──────── Records supplied

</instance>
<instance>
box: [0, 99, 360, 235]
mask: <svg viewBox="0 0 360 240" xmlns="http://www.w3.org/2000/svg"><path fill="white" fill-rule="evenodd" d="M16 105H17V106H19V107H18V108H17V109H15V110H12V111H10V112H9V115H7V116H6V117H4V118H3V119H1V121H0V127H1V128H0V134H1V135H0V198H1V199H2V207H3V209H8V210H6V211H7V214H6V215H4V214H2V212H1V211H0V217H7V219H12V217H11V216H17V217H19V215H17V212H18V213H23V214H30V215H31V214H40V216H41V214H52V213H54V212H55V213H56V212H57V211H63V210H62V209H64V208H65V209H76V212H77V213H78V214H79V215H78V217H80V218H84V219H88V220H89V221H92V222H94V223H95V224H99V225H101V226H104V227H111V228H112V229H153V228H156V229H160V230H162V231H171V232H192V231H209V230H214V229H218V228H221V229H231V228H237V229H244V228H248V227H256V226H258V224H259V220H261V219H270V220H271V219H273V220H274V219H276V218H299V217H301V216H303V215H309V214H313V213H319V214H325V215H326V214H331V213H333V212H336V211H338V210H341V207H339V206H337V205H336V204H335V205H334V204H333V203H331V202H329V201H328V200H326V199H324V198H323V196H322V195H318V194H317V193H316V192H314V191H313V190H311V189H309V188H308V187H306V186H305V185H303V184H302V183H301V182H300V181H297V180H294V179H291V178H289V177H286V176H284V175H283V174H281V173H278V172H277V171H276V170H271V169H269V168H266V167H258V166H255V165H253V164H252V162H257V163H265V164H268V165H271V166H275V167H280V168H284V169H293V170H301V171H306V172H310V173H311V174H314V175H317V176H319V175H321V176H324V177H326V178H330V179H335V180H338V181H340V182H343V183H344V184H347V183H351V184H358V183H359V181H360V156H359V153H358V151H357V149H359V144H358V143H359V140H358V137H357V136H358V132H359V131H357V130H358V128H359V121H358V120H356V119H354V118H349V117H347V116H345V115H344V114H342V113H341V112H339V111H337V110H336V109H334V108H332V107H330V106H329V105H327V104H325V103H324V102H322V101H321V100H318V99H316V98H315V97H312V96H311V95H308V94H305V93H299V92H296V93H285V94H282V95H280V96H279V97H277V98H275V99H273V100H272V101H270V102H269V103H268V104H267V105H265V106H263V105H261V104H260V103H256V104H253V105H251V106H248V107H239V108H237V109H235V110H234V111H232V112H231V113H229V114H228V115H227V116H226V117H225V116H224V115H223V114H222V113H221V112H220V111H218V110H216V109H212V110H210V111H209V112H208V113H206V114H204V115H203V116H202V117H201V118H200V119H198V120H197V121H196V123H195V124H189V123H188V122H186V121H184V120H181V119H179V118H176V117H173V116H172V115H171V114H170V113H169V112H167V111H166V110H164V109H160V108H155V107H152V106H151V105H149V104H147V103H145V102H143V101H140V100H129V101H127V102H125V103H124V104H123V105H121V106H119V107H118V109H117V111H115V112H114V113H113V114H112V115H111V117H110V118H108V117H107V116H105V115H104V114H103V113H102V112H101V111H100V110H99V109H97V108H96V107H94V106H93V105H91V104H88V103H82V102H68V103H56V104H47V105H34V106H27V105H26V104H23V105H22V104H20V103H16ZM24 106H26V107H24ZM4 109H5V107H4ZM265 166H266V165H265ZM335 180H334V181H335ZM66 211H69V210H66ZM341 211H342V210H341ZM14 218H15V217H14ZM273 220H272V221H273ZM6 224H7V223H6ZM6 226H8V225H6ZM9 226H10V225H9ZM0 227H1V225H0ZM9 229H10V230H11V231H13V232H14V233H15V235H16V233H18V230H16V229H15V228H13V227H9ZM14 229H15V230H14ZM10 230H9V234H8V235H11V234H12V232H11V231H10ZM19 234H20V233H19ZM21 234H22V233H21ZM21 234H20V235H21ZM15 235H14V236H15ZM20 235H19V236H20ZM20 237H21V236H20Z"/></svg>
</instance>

────────────────

- [Task directions]: Go through the data above and transcribe every entry exactly.

- [Exercise solution]:
</instance>
<instance>
box: [0, 99, 360, 235]
mask: <svg viewBox="0 0 360 240" xmlns="http://www.w3.org/2000/svg"><path fill="white" fill-rule="evenodd" d="M16 105H17V106H19V107H18V108H17V109H15V110H12V111H10V112H9V115H7V116H6V117H4V118H3V119H1V121H0V127H1V128H0V134H1V135H0V198H1V199H2V207H3V209H8V210H6V211H7V214H6V215H4V214H2V212H1V211H0V217H7V219H12V217H11V216H17V217H19V215H17V212H18V213H23V214H30V215H31V214H40V216H41V214H52V213H54V212H55V213H56V212H57V211H63V210H62V209H64V208H65V209H76V212H77V213H78V214H79V215H78V217H80V218H84V219H88V220H89V221H92V222H94V223H95V224H99V225H101V226H104V227H111V228H112V229H153V228H156V229H160V230H162V231H171V232H192V231H209V230H214V229H218V228H221V229H231V228H237V229H244V228H248V227H256V226H258V224H259V220H261V219H270V220H271V219H273V220H274V219H276V218H299V217H301V216H303V215H309V214H313V213H319V214H325V215H326V214H331V213H333V212H336V211H338V210H341V207H339V206H337V205H336V204H335V205H334V204H333V203H331V202H329V201H328V200H326V199H324V198H323V196H322V195H318V194H317V193H316V192H314V191H313V190H311V189H309V188H308V187H306V186H305V185H303V184H302V183H301V182H300V181H297V180H294V179H291V178H289V177H286V176H284V175H283V174H281V173H278V172H277V171H276V170H271V169H269V168H266V167H258V166H255V165H253V164H252V162H257V163H265V164H268V165H271V166H275V167H280V168H284V169H293V170H301V171H306V172H310V173H311V174H314V175H317V176H319V175H321V176H324V177H326V178H330V179H335V180H338V181H340V182H343V183H344V184H347V183H351V184H358V183H359V181H360V156H359V153H358V151H357V149H359V144H358V143H359V140H358V137H357V136H358V132H359V131H357V130H358V128H359V121H358V120H356V119H354V118H349V117H347V116H345V115H344V114H342V113H341V112H339V111H337V110H336V109H334V108H332V107H330V106H329V105H327V104H325V103H324V102H322V101H321V100H318V99H316V98H315V97H312V96H311V95H308V94H305V93H299V92H296V93H285V94H282V95H280V96H279V97H277V98H275V99H273V100H272V101H270V102H269V103H268V104H267V105H265V106H263V105H261V104H260V103H256V104H253V105H251V106H248V107H239V108H237V109H235V110H234V111H232V112H231V113H229V114H228V115H227V116H226V117H225V116H224V115H223V114H222V113H221V112H220V111H218V110H216V109H212V110H210V111H209V112H208V113H206V114H204V115H203V116H202V117H201V118H200V119H198V120H197V121H196V123H195V124H189V123H188V122H186V121H184V120H181V119H179V118H176V117H173V116H172V115H171V114H170V113H169V112H167V111H166V110H164V109H160V108H155V107H152V106H151V105H149V104H147V103H145V102H143V101H140V100H129V101H127V102H125V103H124V104H123V105H121V106H119V107H118V109H117V111H115V112H114V113H113V114H112V115H111V117H110V118H108V117H107V116H105V115H104V114H103V113H102V112H101V111H100V110H99V109H97V108H96V107H94V106H93V105H91V104H88V103H82V102H68V103H56V104H47V105H34V106H27V105H26V104H23V105H22V104H20V103H16ZM24 106H26V107H24ZM4 109H5V107H4ZM265 166H266V165H265ZM335 180H334V181H335ZM66 211H69V210H66ZM341 211H342V210H341ZM14 218H15V217H14ZM273 220H272V221H273ZM6 224H7V223H6ZM6 226H8V225H6ZM9 226H10V225H9ZM0 227H1V225H0ZM9 229H10V230H11V231H13V232H14V233H15V235H16V233H18V230H16V229H15V228H13V227H9ZM14 229H15V230H14ZM10 230H9V234H8V235H11V234H12V232H11V231H10ZM19 234H20V233H19ZM21 234H22V233H21ZM21 234H20V235H21ZM15 235H14V236H15ZM20 235H19V236H20ZM20 237H21V236H20Z"/></svg>
</instance>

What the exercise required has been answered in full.